DOCUMENT SECTION:
##########
Read the review: ‘Mission Impossible — Ghost Protocol’ review: Cruise hits highs
6. ‘Mission: Impossible III’ (2006)
Under the auspices of writer-directer J.J. Abrams — best known at the time for his work on acclaimed television dramas “Alias” and “Lost” — Turan felt that the third chapter in the franchise played “like two consecutive one-hour TV shows, one sort of standard, the other stocked with excitement.”
“Though ‘M:I:III’s’ first hour has its share of action sequences that must have cost the Earth, it can’t completely shake a pro forma feeling, the idea that its main job is to set the scene for the next episode, as it were. In fact, it almost seems as if Abrams and co-writers Alex Kurtzman and Roberto Orci (previously employed, as were many of “M:I:III’s” creative personnel, on “Alias”) are aware of this difficulty and have taken dramatic steps to counteract it.”
But he had plenty of good to say about the villainous, “picture-making performance” of late actor Philip Seymour Hoffman, who played the extremely dangerous black marketeer Owen Davian.
“Good-versus-evil films often rise or fall on the strength of the evildoer. In the Oscar-winning Hoffman, who isn’t counting ‘Twister’ when he says he’s never done an action film before, ‘M:I:III’ has a spectacular actor who delivers deadpan some of the most unnerving speeches in villainy’s history. Hoffman is so proficient in this role that he just about overmatches Cruise and makes the wait until he speaks again in the second half of the film hard to endure with any patience.”
Read the review: Staying a step ahead
7. ‘Mission: Impossible 2’ (2000)
Though “M:I-2”is at the bottom of our list, the first sequel — directed by John Woo, maker of “some of the most delirious films films imaginable” — combined Woo’s bad self with Cruise’s star power.
##########
WHAT YOU WILL DO:
1. Answer from the Mission: Impossible rankings above, one answer per line:
(a) What number does the list assign to "Mission: Impossible III"?
(b) Which actor played the black marketeer Owen Davian?
(c) Who directed "Mission: Impossible 2"?
2. Carry the Mission: Impossible rankings forward from the sentence about "M:I-2" combining Woo's style with Cruise's star power.

PROVIDED MATERIAL:
##########
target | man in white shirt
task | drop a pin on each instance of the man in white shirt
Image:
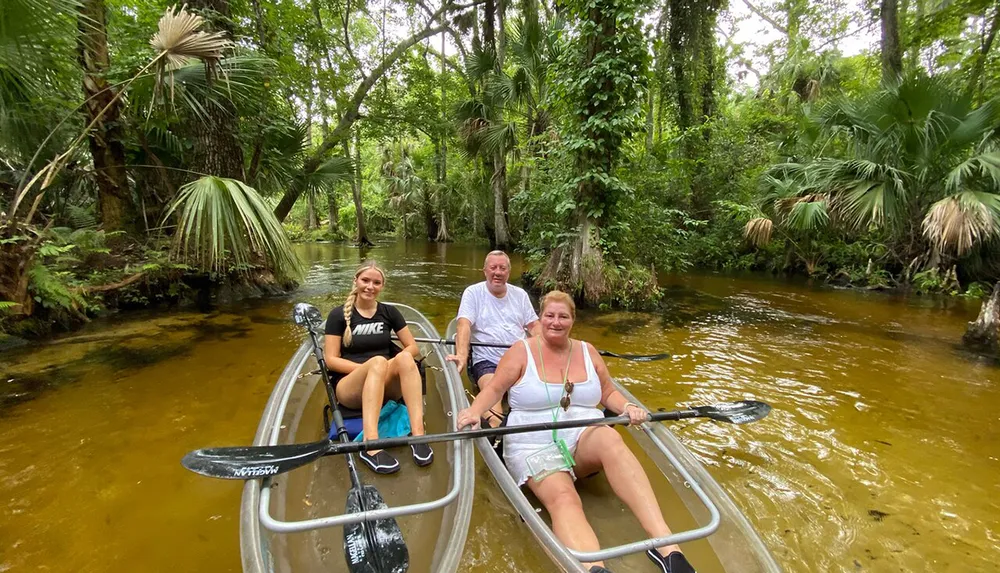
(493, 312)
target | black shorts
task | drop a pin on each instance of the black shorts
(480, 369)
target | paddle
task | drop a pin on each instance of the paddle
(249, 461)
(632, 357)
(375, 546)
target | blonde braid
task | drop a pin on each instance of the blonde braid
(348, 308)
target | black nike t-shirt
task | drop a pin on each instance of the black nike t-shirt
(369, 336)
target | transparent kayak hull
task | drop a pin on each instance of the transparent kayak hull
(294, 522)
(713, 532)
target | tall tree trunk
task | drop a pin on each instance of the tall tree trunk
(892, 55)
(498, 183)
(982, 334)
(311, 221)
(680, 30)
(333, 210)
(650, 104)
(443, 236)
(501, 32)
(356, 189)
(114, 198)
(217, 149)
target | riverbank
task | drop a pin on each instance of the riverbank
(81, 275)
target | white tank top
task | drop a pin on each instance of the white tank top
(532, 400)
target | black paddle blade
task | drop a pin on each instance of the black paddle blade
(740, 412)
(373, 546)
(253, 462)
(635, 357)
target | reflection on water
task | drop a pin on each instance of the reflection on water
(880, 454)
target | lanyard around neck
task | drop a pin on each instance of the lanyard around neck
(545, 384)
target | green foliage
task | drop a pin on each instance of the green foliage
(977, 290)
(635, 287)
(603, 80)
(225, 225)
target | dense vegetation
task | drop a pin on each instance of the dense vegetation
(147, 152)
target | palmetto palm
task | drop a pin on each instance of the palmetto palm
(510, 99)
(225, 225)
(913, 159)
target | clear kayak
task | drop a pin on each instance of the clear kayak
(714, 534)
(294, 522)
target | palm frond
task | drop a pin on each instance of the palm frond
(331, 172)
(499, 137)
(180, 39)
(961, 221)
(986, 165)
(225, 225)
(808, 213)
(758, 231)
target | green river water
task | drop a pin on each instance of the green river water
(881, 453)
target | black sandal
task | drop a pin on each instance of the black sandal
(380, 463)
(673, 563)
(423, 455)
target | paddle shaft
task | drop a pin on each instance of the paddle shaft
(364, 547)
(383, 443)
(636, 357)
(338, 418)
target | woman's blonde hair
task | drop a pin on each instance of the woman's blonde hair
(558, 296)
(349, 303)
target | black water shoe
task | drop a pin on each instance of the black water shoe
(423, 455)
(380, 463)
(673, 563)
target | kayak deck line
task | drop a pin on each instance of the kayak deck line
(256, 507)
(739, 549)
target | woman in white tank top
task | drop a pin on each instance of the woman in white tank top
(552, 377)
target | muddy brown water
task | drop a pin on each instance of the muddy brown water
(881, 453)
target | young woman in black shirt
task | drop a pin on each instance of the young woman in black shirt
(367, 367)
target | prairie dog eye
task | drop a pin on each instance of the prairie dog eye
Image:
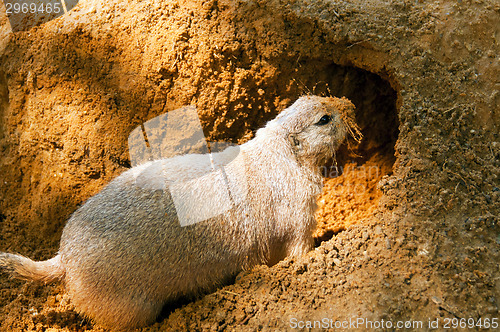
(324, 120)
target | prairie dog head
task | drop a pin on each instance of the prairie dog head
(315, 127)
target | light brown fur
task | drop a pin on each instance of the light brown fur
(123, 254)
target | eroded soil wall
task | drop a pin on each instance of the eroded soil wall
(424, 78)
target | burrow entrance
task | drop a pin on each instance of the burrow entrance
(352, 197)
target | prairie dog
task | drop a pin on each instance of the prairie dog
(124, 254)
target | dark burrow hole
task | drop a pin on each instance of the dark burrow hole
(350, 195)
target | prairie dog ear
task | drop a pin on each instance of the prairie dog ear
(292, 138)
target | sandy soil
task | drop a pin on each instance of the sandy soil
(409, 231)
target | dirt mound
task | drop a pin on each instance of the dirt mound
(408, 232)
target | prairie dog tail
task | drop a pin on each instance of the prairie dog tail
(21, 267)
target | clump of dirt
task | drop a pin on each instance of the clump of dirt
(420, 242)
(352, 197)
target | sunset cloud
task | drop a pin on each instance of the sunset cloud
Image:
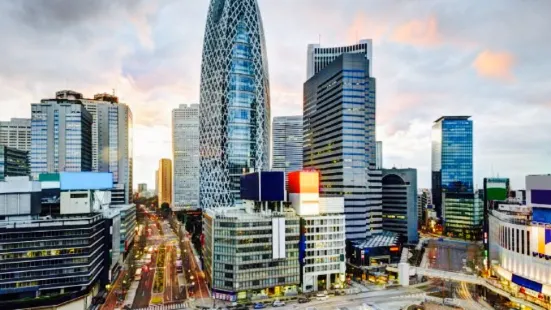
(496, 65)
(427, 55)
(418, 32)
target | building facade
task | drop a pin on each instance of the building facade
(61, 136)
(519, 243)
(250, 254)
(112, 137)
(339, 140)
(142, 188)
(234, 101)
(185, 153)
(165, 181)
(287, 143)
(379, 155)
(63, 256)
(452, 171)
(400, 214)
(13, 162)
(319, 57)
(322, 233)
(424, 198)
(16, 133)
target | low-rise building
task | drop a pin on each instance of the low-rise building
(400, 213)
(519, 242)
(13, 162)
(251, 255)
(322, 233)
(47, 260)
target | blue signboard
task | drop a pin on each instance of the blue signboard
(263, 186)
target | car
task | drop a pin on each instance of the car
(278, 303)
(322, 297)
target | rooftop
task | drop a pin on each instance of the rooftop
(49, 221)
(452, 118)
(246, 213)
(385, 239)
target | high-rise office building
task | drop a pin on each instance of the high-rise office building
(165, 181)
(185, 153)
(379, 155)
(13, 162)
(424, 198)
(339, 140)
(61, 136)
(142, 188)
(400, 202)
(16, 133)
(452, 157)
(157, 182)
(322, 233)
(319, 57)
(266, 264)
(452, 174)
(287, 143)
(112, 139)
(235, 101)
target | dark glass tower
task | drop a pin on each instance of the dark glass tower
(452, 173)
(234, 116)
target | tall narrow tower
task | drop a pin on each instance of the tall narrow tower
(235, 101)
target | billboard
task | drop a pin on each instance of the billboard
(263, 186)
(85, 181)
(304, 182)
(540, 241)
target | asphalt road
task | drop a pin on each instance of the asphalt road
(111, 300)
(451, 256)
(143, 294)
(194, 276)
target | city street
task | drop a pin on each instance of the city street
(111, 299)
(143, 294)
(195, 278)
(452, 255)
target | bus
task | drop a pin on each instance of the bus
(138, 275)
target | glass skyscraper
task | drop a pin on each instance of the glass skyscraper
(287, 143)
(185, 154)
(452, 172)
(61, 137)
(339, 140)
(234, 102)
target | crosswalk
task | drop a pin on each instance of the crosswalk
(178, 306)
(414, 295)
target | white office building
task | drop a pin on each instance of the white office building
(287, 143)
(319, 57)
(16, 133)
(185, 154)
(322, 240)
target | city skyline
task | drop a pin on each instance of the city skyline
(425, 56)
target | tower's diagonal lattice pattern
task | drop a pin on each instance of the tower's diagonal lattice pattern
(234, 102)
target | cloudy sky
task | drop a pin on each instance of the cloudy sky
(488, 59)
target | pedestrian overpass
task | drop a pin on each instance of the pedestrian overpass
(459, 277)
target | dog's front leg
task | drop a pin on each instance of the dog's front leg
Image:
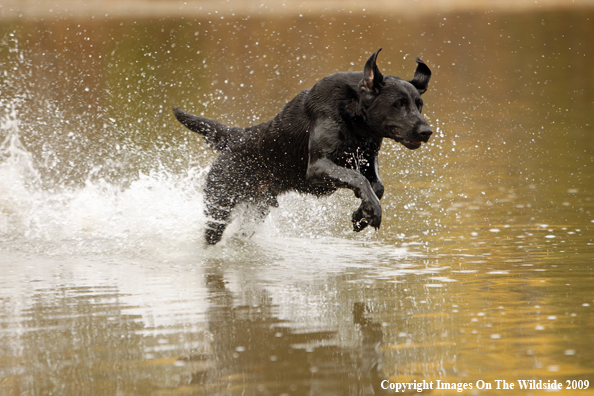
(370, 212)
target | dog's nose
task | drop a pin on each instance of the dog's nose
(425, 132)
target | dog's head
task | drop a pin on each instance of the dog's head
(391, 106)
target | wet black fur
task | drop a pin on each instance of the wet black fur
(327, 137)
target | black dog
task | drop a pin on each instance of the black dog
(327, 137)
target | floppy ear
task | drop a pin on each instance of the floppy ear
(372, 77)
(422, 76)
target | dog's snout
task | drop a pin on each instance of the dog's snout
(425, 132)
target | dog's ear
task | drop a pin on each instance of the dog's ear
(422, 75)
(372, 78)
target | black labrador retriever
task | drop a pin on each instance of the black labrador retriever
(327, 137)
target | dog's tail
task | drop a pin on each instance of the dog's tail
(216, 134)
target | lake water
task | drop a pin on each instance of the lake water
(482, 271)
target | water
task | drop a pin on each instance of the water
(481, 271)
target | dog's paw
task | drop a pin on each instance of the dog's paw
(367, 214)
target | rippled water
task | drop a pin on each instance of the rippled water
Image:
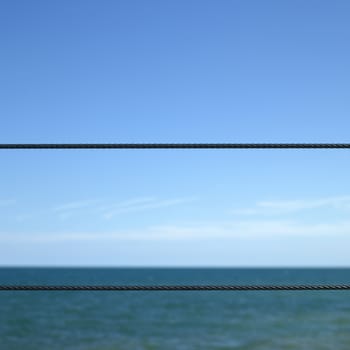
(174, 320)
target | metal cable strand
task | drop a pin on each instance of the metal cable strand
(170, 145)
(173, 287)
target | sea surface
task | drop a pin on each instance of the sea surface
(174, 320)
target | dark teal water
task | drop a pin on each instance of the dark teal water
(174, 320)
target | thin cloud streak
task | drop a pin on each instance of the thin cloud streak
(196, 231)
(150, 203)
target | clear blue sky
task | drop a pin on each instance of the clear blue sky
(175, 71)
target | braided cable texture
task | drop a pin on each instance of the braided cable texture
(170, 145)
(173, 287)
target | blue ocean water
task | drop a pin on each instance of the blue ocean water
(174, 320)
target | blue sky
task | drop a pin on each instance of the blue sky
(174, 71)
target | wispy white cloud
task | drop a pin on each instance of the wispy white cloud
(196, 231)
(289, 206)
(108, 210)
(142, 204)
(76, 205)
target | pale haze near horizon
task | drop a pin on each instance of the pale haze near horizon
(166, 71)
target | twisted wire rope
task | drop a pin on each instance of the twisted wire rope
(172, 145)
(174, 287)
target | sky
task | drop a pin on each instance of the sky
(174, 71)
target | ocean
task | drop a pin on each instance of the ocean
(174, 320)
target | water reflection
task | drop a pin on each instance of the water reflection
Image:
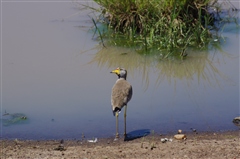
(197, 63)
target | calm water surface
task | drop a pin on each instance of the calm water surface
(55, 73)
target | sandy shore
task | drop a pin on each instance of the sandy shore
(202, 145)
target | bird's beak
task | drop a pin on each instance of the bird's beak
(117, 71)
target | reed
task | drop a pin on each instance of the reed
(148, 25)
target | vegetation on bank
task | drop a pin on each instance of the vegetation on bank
##########
OUTPUTS IN ORDER:
1.
(a) 6
(b) Philip Seymour Hoffman
(c) John Woo

2.
“Even when ‘M:I-2’ is at its exposition-heavy early stages, Woo’s marvelous visual sense is always an asset. Working with cinematographer Jeffrey Kimball, Woo brings a showy flair to the most potentially pedestrian situations. Woo’s films, and this one is no exception, are also characterized by an over-the-top emotionalism that amplifies all feelings to mythological status. The power of film to irrationally transform and exalt is almost a religion to Woo, and another reason why he was the natural go-to guy for this lucrative movie franchise.”
In response to critiques that the original 1996 film was overly convoluted and mechanical, Movieline Magazine critic Stephen Farber — who wrote a feature about the second film for The Times — argued that the studio and director ended up grafting a romantic triangle involving Cruise, a bad girl played by Thandiwe Newton and archvillain Dougray Scott. A triangle, Farber said, that was seemingly lifted from Alfred Hitchcock’s 1946 thriller “Notorious.” At least one Times reader —namely “M:I” screenwriter Robert Towne — vehemently disagreed.
Read the review: An action arsenal
Times staff writers Justin Chang, Josh Rottenberg and Nardine Saad contributed to this story.